DOCUMENT PASSAGE |

┌──

Bahnsen: they cannot legitimately appeal to “natural theology” since on their terms natural revelation assumes special revelation, which assumes the existence of God (2). 

The second part of that claim is true, though I don’t see why it is necessarily a problem. Sproul et al admit bias. I think Bahnsen’s target here is probably JW Montgomery.

Bahnsen: their use of Scripture (Ps. 19) doesn’t prove their case, for if natural theology is man’s reflection on natural revelation, then Scripture isn’t doing that.

This isn’t entirely true. Part of the problem is the tendency among presupps to reduce natural theology to nature itself. If that is what natural theology is, then we don’t see the psalmists doing that. On the other hand, natural theology as used by Sproul and the historic Christian tradition includes legitimate inferences from logical foundations, even at times drawing upon non-Christian wisdom. The most notorious point is Paul’s quoting a pantheist philosopher. Evidently, that philosopher had at least one legitimate reflection.

Bahnsen on noetic effects: He takes issue with apologetics as pre-evangelism, as the sinner won’t even agree to an assensus of faith to the propositions without the Holy Spirit (3). 

This is simply false. Anyone who has done evangelism has been in situations where an unbeliever will say, “Yeah, that makes sense or I can agree with that but I don’t want to change my life.” Moreover, it is not true in Scripture that one needs the Holy Spirit for intellectual assent. Demons, for example, give intellectual assent to the most important proposition one can make about God.

Bahnsen: he attacks their use of causality (i.e., every effect has a cause) and points to Hume. 

Aside from implying Hume’s criticism of causality, Bahnsen gives no reason to believe Sproul is wrong.

Bahnsen on cosmological argument: I’ll grant Bahnsen a point here. I don’t like how Sproul phrased it: if something exists now, then something exists necessarily. There are much better presentations of the cosmological argument and I never liked how Sproul phrased this one. Bahnsen attacks the claim that this cause has the power of being in itself as incoherent. That’s just standard Christian theism. Beings have energia. That’s almost true by definition.

└──

GIVEN EXERCISE 1 |
Answer these from the critique of Bahnsen:
(a) Which psalm is named as the Scripture being used?
(b) Whom does the writer think Bahnsen is probably targeting?
(c) Whom does Bahnsen point to when he attacks the use of causality?
GIVEN EXERCISE 2 |
Print the part of the critique of Bahnsen starting at "Bahnsen on noetic" and ending at "make about God.".
GIVEN EXERCISE 3 |
Write what comes next in the critique of Bahnsen, continuing past its final sentence.

Named object pointing entries |
┌──

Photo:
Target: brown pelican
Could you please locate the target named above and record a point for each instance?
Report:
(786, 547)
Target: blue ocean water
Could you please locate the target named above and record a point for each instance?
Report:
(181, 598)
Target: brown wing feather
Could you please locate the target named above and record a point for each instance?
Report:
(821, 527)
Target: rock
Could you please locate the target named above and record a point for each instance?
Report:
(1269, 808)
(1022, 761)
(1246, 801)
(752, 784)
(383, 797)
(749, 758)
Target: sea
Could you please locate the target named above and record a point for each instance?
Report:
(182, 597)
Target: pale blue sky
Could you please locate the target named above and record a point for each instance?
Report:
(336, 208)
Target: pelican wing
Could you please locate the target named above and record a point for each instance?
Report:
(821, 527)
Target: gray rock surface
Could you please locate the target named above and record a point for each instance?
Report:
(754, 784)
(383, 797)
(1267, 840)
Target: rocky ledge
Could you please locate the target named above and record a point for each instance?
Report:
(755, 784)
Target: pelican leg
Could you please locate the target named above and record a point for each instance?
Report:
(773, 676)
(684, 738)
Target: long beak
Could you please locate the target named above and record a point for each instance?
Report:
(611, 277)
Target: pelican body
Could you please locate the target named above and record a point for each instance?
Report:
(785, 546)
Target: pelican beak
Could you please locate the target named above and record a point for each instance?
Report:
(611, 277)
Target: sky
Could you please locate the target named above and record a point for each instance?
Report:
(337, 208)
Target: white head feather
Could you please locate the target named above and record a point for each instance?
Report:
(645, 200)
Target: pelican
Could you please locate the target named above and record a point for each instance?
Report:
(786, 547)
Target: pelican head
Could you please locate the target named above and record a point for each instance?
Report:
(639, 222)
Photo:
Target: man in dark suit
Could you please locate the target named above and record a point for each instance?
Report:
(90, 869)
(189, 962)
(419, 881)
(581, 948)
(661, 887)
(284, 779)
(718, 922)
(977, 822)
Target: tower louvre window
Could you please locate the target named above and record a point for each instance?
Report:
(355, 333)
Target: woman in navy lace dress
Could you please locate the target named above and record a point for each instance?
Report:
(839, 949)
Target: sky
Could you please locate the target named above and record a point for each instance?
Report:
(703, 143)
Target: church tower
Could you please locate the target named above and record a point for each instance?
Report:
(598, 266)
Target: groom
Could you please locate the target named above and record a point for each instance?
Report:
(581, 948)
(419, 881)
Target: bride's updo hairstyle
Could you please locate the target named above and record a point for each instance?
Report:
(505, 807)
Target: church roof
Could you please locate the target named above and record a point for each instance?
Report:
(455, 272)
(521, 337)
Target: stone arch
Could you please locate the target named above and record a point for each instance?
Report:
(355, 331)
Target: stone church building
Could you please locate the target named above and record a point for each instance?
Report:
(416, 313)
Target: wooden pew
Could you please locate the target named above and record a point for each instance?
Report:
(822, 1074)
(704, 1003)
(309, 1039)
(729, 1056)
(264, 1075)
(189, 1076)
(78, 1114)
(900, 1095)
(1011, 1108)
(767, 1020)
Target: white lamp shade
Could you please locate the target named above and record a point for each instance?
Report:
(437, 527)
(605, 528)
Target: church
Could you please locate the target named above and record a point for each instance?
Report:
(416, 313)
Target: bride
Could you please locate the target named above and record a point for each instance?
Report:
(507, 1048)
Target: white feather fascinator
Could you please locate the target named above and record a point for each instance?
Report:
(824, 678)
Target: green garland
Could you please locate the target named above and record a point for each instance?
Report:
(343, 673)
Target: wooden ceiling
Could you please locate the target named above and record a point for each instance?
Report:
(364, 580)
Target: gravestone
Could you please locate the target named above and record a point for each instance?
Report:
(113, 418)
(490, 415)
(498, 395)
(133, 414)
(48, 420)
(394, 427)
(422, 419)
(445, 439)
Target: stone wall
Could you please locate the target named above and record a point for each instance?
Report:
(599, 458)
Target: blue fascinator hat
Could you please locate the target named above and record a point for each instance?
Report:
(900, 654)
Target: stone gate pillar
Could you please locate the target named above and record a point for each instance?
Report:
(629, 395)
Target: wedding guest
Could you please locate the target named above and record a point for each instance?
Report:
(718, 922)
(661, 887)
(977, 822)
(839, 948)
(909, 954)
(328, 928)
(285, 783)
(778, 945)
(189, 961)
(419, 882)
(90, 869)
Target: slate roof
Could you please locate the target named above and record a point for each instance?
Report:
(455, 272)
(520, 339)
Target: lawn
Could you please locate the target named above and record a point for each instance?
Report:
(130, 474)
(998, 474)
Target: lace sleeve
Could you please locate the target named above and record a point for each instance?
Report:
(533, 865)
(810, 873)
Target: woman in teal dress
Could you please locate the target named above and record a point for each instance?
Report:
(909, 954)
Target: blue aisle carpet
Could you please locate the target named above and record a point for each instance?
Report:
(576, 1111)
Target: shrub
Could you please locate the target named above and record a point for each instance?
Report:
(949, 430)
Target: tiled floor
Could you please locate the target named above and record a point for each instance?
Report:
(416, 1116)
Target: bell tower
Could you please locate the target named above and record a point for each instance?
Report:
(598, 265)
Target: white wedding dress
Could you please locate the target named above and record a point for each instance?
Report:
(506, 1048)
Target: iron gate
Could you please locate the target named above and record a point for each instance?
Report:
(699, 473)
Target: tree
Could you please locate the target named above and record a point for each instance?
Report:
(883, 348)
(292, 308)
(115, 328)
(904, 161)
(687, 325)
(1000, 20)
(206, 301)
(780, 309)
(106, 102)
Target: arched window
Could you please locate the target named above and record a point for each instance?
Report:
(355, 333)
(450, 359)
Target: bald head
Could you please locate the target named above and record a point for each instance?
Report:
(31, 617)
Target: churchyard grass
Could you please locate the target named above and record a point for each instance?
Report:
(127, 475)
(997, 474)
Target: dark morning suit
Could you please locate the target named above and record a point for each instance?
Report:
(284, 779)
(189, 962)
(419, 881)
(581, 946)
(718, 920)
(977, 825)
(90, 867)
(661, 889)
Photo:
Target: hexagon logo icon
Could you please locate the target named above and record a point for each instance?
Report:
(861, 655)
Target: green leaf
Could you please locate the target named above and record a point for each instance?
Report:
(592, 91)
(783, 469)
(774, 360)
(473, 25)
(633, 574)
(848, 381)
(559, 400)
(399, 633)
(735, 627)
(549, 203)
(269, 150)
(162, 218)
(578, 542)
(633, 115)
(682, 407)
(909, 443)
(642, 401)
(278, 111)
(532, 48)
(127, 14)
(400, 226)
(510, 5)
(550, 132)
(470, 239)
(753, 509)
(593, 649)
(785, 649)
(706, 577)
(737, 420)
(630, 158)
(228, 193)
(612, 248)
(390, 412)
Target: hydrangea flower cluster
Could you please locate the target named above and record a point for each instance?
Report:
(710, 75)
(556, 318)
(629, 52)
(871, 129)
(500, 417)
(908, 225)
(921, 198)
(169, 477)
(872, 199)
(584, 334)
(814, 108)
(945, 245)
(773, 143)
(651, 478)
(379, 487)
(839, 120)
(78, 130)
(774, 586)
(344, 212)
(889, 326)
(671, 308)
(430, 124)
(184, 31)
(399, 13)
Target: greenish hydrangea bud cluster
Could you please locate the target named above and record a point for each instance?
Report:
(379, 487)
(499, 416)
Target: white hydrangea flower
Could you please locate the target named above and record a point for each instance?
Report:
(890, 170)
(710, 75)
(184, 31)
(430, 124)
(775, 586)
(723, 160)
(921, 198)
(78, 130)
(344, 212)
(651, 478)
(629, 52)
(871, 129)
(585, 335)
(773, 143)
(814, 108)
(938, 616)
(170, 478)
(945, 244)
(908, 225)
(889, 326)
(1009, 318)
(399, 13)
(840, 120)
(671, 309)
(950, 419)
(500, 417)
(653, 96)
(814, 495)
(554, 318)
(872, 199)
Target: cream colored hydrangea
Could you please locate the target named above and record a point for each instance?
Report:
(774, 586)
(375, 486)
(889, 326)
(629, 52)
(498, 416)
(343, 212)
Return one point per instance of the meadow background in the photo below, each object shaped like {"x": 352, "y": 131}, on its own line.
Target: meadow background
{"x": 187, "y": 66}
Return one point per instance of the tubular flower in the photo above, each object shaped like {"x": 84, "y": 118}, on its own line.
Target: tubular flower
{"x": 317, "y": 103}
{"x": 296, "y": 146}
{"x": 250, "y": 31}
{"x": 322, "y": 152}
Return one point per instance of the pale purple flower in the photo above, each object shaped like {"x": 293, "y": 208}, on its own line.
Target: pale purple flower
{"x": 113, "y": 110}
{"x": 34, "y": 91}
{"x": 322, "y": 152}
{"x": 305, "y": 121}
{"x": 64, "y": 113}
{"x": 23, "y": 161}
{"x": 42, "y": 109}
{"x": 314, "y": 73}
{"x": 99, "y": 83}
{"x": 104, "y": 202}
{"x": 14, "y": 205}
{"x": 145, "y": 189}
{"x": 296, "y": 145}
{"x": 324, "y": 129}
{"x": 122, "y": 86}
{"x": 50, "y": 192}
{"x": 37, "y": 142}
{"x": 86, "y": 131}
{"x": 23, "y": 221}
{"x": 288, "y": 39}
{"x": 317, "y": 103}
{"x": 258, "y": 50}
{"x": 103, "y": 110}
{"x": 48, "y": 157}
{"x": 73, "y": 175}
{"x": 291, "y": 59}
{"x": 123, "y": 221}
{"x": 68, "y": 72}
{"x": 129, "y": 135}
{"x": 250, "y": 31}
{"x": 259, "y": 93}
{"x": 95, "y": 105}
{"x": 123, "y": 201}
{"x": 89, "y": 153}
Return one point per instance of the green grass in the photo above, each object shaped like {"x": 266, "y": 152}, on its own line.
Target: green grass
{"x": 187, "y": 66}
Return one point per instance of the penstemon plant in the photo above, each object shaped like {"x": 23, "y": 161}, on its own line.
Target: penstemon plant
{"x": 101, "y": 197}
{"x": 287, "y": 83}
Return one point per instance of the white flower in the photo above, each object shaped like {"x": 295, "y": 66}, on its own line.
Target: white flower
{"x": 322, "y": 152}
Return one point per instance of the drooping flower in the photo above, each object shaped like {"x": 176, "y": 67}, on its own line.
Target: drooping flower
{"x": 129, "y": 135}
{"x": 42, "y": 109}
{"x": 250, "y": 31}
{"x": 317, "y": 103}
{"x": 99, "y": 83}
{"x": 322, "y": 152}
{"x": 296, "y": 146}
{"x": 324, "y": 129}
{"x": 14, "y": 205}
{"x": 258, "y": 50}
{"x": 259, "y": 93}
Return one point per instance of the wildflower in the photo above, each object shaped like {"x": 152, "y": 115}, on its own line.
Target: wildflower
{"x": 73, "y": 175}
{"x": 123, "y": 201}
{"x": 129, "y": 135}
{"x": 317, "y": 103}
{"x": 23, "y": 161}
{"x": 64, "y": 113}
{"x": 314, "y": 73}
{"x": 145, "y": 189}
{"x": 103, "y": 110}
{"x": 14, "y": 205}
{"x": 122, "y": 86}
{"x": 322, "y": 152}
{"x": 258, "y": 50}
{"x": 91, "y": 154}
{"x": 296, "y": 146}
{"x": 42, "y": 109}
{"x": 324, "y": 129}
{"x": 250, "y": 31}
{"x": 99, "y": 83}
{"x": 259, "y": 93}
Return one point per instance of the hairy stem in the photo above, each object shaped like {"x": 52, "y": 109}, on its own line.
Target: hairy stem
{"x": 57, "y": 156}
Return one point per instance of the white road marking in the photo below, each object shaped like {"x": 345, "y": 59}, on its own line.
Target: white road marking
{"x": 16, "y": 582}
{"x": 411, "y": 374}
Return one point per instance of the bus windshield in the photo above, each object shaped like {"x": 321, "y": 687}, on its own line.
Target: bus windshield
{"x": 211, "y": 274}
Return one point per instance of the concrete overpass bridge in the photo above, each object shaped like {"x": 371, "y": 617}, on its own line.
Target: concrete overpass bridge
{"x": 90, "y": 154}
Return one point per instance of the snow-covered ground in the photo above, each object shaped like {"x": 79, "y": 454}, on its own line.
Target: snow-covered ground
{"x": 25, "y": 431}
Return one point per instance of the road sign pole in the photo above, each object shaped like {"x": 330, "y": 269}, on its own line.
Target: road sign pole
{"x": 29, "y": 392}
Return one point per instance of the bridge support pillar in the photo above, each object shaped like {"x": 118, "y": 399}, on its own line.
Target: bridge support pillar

└──

WRITTEN REPLY 1 |
(a) Psalm 19
(b) JW Montgomery
(c) Hume

WRITTEN REPLY 2 |
Bahnsen on noetic effects: He takes issue with apologetics as pre-evangelism, as the sinner won’t even agree to an assensus of faith to the propositions without the Holy Spirit (3). 

This is simply false. Anyone who has done evangelism has been in situations where an unbeliever will say, “Yeah, that makes sense or I can agree with that but I don’t want to change my life.” Moreover, it is not true in Scripture that one needs the Holy Spirit for intellectual assent. Demons, for example, give intellectual assent to the most important proposition one can make about God.

WRITTEN REPLY 3 |
Bahnsen: the authors give us no reason to believe that the world can’t be an infinite regress.

Response: yes they do. The explanation for a cause must be outside that cause itself. If this is true, and Bahnsen has given us no argument on why it isn’t, then the cause will be outside the temporal order.

That’s more or less Bahnsen’s review. He devotes the last page to rescuing Van Til from the charge of fideism. Even if that attempt is successful, it ignores all the real criticisms of Van Til. Consider: does the sinner have false knowledge of God? If he does, then why is he suppressing it? Wouldn’t it make more sense to say that he has knowledge of God and that is why he is suppressing it?

Reactions: Like 2 | Informative 5


----------



## J.L. Allen (Aug 12, 2021)

Thank you for the review. I look forward to the follow up you mentioned. What would be some good resources to further look into the classical approach to apologetics?

Reactions: Like 1


----------



## RamistThomist (Aug 12, 2021)

J.L. Allen said:


> Thank you for the review. I look forward to the follow up you mentioned. What would be some good resources to further look into the classical approach to apologetics?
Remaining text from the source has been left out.